SET OF TASKS -
**1.** In the passage about the McCrearys, retype everything from "Tim, 28, has" down to "tempting, easy-to-prepare foods." word for word.
**2.** State whether each statement agrees with the passage about the McCrearys, answering yes or no and quoting the deciding words: (a) Elizabeth has been diagnosed with celiac disease. (b) Tim keeps his own supply of wheat-based bread and cereal. (c) The McCrearys married last year.

PROVIDED PASSAGE -
== Segment start ==
Portions aren't their only nutritional concern. Elizabeth, 26, is gluten intolerant and suffers digestive problems after eating foods made with wheat, rye and barley. She's also sensitive to some foods that are heavy on dairy, a condition often linked with gluten intolerance. Although she's never been diagnosed with celiac disease (a condition in which the immune system reacts to gluten by damaging the small intestine), when she adopted a gluten-free diet three years ago her symptoms such as gas pains and headaches disappeared.

Tim, 28, has no problems with gluten. He eats some of Elizabeth's gluten-free foods but also has his own stash of wheat-based bread and cereal.

The McCrearys, who married last year, both would like to lose weight. He's 5-foot-10 and weighs 238 pounds but would like to get down to 210. She describes herself as a size 20 and aims to become a 12 or 14. However, their attempts to slim down are often derailed by big appetites and tempting, easy-to-prepare foods.
== Segment end ==
RECORDS SUPPLIED -
== Segment start ==
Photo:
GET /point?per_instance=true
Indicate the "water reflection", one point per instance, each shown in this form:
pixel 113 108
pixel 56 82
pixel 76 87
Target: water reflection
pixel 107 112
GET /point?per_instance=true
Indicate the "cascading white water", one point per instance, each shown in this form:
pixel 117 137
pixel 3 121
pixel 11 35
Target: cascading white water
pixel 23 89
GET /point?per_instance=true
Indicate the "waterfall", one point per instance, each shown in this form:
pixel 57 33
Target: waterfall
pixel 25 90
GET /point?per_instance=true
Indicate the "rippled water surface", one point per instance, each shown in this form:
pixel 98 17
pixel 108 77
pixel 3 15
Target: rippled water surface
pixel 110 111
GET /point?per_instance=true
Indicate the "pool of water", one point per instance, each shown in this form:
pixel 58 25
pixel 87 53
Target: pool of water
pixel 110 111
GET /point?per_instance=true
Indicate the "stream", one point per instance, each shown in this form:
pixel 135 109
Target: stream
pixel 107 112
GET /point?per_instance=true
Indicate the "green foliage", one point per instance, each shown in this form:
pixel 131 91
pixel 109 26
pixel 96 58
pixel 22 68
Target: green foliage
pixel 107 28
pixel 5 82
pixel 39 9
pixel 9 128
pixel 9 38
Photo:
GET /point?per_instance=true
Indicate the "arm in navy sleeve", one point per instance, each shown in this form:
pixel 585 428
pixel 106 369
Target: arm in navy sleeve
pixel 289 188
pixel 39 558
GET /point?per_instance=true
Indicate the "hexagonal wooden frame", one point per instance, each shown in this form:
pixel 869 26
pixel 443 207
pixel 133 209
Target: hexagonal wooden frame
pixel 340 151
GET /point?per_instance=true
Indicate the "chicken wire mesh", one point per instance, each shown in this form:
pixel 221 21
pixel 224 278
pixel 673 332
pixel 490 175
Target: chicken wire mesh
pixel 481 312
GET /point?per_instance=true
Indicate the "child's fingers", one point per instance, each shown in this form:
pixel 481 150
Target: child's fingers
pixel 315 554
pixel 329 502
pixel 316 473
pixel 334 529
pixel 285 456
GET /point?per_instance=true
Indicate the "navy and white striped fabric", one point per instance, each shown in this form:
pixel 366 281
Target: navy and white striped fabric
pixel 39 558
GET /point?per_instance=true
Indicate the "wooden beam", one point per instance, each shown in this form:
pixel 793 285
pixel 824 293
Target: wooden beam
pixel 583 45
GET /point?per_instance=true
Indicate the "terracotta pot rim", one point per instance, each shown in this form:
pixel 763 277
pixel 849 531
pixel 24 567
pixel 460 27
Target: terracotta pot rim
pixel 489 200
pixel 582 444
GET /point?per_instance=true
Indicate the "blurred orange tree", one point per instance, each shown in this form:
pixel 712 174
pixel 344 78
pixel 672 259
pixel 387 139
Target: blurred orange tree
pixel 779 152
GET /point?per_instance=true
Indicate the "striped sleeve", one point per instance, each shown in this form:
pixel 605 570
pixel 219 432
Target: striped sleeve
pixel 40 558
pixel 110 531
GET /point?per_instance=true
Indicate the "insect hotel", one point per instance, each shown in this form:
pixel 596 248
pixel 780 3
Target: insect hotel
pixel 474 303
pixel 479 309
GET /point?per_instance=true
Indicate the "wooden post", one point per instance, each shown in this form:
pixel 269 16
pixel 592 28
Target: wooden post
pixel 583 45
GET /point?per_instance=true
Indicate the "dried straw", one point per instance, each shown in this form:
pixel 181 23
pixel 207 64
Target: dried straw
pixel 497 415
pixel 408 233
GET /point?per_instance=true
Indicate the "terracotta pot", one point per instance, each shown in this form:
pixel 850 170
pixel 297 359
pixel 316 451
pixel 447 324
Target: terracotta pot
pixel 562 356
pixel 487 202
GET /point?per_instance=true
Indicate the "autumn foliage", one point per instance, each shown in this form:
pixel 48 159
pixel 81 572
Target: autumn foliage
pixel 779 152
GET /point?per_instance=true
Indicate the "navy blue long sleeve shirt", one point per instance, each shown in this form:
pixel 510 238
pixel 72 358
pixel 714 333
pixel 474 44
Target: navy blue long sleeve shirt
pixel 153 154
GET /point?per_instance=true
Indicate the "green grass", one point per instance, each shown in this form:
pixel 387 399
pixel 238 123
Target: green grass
== Segment end ==
YOUR RESPONSES -
**1.**
Tim, 28, has no problems with gluten. He eats some of Elizabeth's gluten-free foods but also has his own stash of wheat-based bread and cereal.

The McCrearys, who married last year, both would like to lose weight. He's 5-foot-10 and weighs 238 pounds but would like to get down to 210. She describes herself as a size 20 and aims to become a 12 or 14. However, their attempts to slim down are often derailed by big appetites and tempting, easy-to-prepare foods.

**2.**
(a) No: "she's never been diagnosed with celiac disease"
(b) Yes: "also has his own stash of wheat-based bread and cereal"
(c) Yes: "who married last year"